» What the task asks
One figure is the expected answer: how many lines in the listing contain "boat".
== Excerpted data ==
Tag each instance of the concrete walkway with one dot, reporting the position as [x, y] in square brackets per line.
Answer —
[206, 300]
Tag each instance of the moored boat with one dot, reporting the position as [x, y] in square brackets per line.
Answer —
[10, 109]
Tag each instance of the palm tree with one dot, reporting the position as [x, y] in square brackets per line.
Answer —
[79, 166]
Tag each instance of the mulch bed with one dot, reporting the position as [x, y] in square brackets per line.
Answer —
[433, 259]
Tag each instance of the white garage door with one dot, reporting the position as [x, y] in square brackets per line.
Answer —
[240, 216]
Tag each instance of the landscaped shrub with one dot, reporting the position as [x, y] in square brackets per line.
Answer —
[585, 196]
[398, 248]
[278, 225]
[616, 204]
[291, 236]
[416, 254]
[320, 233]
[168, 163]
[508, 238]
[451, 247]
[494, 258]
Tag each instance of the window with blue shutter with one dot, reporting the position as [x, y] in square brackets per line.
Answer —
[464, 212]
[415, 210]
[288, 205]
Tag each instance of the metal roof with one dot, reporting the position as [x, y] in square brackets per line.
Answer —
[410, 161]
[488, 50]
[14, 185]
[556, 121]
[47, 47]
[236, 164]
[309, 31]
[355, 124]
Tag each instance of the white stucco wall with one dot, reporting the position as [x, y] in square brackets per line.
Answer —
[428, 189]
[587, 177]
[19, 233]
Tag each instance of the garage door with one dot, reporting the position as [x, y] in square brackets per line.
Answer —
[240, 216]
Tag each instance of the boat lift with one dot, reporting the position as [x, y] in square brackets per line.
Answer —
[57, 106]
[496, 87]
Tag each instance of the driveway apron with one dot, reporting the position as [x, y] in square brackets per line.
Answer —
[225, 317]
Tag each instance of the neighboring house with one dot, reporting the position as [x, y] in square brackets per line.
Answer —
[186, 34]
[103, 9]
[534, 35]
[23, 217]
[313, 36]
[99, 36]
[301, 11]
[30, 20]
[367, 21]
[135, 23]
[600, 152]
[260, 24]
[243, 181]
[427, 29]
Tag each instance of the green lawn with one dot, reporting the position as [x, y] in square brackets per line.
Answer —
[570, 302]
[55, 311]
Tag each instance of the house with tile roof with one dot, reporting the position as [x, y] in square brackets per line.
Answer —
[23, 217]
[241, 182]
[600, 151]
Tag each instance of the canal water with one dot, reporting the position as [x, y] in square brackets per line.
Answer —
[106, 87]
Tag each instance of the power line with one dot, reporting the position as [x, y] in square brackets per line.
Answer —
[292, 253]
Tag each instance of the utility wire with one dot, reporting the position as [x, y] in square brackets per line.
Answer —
===
» The answer
2